(Natural language region descriptions)
★ ★ ★
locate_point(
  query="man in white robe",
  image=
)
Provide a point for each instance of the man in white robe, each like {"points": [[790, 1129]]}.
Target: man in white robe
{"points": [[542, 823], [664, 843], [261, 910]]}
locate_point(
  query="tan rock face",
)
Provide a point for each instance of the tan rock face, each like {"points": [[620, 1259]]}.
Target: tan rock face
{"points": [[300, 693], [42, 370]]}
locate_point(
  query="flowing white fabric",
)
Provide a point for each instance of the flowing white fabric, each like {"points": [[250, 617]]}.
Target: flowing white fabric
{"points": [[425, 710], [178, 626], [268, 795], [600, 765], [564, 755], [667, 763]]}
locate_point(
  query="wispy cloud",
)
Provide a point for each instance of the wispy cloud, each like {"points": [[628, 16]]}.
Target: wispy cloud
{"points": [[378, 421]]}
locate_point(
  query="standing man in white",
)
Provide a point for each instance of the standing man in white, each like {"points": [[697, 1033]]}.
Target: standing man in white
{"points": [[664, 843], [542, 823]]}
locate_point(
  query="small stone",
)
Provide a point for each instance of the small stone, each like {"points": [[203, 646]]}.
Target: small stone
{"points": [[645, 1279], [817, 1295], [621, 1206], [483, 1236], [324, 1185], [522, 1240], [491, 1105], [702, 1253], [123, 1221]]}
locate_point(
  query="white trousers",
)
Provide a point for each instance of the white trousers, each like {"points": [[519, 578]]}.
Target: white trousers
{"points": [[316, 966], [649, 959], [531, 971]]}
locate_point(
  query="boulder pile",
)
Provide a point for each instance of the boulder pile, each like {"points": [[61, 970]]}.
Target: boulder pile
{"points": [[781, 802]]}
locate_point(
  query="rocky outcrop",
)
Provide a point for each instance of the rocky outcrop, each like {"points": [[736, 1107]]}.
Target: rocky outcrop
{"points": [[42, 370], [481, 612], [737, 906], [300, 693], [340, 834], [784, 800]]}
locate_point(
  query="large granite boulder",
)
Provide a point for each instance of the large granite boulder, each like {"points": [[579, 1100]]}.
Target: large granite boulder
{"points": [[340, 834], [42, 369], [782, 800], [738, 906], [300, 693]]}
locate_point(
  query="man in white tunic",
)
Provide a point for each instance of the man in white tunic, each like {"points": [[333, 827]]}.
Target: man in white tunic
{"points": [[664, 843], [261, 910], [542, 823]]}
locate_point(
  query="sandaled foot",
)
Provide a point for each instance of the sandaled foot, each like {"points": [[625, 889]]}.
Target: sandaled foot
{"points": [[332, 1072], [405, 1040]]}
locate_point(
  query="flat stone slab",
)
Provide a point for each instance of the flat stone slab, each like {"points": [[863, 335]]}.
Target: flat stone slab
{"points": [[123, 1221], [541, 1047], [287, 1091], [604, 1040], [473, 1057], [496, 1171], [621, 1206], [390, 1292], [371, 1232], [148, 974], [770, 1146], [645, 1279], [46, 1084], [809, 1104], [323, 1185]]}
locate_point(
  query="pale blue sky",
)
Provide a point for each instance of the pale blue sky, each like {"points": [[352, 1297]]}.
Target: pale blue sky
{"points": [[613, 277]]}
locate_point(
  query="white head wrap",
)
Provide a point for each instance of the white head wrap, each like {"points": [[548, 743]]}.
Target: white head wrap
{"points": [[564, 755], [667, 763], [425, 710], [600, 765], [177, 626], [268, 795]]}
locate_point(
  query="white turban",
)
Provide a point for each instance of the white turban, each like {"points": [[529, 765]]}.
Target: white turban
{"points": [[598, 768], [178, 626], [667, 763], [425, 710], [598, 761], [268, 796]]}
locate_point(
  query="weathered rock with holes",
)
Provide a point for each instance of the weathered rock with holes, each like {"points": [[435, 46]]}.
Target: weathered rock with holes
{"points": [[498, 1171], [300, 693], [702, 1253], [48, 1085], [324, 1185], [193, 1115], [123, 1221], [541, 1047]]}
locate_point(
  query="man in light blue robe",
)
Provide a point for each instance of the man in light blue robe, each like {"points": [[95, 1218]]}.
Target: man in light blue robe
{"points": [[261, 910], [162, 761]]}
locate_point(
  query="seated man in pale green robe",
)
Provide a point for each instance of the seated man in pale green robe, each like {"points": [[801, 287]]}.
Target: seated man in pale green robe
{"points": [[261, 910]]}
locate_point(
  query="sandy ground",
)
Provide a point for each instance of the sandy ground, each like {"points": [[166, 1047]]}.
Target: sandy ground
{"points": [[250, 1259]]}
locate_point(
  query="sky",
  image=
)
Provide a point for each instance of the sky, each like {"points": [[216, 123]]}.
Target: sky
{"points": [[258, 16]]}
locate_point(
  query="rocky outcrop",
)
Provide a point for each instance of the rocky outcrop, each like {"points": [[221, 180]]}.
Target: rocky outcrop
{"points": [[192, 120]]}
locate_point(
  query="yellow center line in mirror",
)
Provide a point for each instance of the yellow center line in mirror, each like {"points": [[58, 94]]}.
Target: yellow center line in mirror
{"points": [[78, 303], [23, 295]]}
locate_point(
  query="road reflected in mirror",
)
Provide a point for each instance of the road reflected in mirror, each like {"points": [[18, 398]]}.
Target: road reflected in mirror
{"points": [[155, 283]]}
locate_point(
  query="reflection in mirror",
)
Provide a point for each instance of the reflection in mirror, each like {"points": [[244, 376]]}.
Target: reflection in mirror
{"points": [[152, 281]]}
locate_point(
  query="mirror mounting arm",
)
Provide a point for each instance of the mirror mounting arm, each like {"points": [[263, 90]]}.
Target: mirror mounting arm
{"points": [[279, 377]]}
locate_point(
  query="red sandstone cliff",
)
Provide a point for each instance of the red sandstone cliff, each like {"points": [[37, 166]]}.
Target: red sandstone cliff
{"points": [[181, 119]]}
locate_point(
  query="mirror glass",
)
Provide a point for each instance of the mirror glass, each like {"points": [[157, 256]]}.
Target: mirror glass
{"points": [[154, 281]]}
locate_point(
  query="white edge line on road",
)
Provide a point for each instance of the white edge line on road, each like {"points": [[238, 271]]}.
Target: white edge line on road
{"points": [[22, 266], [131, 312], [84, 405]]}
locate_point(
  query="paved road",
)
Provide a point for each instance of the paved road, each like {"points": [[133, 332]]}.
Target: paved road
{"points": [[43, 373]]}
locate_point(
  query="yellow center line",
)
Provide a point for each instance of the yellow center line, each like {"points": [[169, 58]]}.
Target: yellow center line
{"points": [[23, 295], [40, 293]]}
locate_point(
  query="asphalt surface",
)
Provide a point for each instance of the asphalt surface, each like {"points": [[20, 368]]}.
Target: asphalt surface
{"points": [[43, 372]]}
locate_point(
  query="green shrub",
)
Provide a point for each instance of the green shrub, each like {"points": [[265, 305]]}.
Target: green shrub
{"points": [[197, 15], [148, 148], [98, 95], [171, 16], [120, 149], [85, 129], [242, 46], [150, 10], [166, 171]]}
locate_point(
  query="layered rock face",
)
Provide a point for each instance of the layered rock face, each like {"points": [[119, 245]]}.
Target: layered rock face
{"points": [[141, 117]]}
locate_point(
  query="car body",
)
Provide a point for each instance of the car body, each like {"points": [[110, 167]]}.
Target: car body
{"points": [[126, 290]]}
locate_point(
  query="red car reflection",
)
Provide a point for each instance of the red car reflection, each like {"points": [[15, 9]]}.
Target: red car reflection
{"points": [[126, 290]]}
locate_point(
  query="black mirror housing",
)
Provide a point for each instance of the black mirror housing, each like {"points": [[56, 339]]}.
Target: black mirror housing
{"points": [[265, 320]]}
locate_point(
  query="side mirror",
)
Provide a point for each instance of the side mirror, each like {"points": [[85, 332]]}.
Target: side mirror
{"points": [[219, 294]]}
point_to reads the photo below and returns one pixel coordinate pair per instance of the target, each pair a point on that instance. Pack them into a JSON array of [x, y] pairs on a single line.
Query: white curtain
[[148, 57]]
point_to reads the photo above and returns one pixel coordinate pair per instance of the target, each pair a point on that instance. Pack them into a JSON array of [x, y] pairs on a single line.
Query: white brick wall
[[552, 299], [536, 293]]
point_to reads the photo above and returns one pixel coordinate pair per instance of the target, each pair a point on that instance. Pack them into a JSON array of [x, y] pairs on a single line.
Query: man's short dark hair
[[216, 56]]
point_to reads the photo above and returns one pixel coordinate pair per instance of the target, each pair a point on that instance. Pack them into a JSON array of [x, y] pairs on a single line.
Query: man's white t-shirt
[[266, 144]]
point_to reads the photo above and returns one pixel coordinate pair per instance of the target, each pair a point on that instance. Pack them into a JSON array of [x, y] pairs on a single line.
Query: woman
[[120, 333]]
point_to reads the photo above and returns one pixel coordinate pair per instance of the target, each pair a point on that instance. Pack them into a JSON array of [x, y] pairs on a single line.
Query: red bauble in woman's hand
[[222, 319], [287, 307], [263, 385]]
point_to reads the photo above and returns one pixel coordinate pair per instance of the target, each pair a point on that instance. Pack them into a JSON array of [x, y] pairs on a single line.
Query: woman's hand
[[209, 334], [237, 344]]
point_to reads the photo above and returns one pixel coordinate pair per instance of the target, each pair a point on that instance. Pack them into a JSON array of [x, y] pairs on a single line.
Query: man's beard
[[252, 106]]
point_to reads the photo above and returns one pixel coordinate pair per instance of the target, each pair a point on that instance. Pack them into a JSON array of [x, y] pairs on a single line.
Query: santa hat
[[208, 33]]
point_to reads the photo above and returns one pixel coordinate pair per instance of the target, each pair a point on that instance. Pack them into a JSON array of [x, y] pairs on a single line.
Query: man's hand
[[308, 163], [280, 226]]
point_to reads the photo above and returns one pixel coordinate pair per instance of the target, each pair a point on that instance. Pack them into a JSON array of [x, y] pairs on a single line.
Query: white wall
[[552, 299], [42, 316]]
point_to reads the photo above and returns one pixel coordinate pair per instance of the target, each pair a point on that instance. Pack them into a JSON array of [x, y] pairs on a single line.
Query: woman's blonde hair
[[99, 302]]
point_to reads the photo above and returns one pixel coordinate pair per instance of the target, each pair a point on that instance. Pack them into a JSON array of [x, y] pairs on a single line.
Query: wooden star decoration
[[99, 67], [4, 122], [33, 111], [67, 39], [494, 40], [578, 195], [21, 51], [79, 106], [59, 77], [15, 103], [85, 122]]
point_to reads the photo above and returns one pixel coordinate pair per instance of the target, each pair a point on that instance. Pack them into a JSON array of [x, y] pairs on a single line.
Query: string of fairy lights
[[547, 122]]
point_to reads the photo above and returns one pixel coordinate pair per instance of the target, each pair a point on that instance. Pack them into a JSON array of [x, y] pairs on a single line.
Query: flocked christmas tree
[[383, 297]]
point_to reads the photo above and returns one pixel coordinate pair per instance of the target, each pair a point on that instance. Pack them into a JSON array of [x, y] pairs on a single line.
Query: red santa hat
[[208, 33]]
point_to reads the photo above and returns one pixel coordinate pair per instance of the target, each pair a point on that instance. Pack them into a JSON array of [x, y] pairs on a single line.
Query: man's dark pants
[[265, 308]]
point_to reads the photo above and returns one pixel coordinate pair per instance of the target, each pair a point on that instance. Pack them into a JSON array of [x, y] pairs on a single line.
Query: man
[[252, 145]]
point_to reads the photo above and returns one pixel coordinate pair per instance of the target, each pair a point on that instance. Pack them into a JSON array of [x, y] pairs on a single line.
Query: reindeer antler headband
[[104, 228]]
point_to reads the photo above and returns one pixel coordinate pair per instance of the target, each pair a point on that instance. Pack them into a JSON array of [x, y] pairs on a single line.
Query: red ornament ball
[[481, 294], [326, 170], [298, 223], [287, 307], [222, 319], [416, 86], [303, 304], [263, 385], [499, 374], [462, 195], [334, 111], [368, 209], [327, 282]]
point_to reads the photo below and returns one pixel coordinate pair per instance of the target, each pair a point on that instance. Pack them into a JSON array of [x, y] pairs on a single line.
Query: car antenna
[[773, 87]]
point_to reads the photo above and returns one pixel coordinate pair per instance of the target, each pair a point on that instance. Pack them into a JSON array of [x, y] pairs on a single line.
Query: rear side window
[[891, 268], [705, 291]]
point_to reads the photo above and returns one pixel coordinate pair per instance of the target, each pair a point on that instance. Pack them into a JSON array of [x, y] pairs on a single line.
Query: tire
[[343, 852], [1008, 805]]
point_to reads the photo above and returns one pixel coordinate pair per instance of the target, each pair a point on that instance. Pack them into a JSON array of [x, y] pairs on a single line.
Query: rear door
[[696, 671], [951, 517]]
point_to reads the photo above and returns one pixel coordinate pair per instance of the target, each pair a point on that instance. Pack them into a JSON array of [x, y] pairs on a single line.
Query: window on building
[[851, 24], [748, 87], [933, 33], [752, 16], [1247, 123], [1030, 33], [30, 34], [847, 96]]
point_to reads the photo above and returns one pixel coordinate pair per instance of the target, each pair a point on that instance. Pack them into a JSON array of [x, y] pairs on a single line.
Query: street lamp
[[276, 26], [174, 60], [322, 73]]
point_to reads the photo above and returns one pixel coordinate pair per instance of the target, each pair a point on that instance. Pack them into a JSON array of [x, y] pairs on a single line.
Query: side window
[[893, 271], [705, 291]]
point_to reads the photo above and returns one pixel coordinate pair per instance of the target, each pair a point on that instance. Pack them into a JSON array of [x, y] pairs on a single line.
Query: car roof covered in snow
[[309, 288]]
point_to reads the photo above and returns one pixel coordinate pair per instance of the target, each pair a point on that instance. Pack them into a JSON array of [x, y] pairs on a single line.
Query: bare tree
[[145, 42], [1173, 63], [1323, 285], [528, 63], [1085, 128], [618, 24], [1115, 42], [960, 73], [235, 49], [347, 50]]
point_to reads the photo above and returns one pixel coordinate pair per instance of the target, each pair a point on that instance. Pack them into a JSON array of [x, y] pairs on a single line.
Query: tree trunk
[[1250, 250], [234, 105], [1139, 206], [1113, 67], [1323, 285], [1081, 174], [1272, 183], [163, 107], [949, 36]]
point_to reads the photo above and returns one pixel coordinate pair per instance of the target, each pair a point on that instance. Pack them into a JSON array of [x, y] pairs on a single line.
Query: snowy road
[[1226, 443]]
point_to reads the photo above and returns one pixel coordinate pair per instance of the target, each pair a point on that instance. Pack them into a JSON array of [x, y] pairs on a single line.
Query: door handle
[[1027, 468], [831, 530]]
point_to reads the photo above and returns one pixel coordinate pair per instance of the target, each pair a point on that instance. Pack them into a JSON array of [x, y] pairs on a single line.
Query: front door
★ ★ ★
◆ **Work to be completed**
Word for word, restate the entries from the first line to the line that has "Provide a point for each instance of the large", both included, and nothing else.

◆ **Exercise output**
locate_point(
  query="man in white robe",
  image=
)
Provide a point for each instance of the man in white robe, each like {"points": [[790, 1129]]}.
Target: man in white robe
{"points": [[542, 823], [664, 843], [261, 910]]}
locate_point(
  query="tan rock face",
)
Provide a point for each instance of the tan rock face, each like {"points": [[620, 1259]]}.
Target: tan rock face
{"points": [[300, 693], [42, 370]]}
locate_point(
  query="flowing white fabric",
)
Provide a point for each instance of the flowing white fabric, each like {"points": [[250, 617]]}.
Target: flowing white fabric
{"points": [[425, 710], [178, 626], [268, 795], [600, 765], [564, 755], [667, 763]]}
locate_point(
  query="wispy cloud",
)
Provide a point for each instance of the wispy cloud, each like {"points": [[628, 16]]}.
Target: wispy cloud
{"points": [[378, 421]]}
locate_point(
  query="standing man in white",
)
Provide a point for each instance of the standing man in white, each like {"points": [[697, 1033]]}.
Target: standing man in white
{"points": [[664, 843], [542, 823]]}
locate_point(
  query="small stone",
)
Provide a point for each instance of the small stone, each like {"points": [[203, 646]]}.
Target: small stone
{"points": [[645, 1279], [817, 1295], [621, 1206], [483, 1236], [324, 1185], [522, 1240], [491, 1105], [702, 1253], [123, 1221]]}
locate_point(
  query="white trousers",
)
Provide a point for each instance of the white trousers, each like {"points": [[519, 578]]}.
Target: white trousers
{"points": [[316, 966], [649, 959], [531, 971]]}
locate_point(
  query="boulder pile",
)
Provide a point for each instance of the boulder pile, each like {"points": [[61, 970]]}.
Target: boulder pile
{"points": [[781, 802]]}
locate_point(
  query="rocky outcrop",
)
Provide a point for each instance of the rocky outcrop, each like {"points": [[736, 1107]]}.
Target: rocky outcrop
{"points": [[42, 370], [481, 612], [737, 906], [300, 693], [340, 834], [784, 800]]}
locate_point(
  query="large granite boulder",
)
Provide a point for each instance of the large granite boulder, each like {"points": [[579, 1100]]}.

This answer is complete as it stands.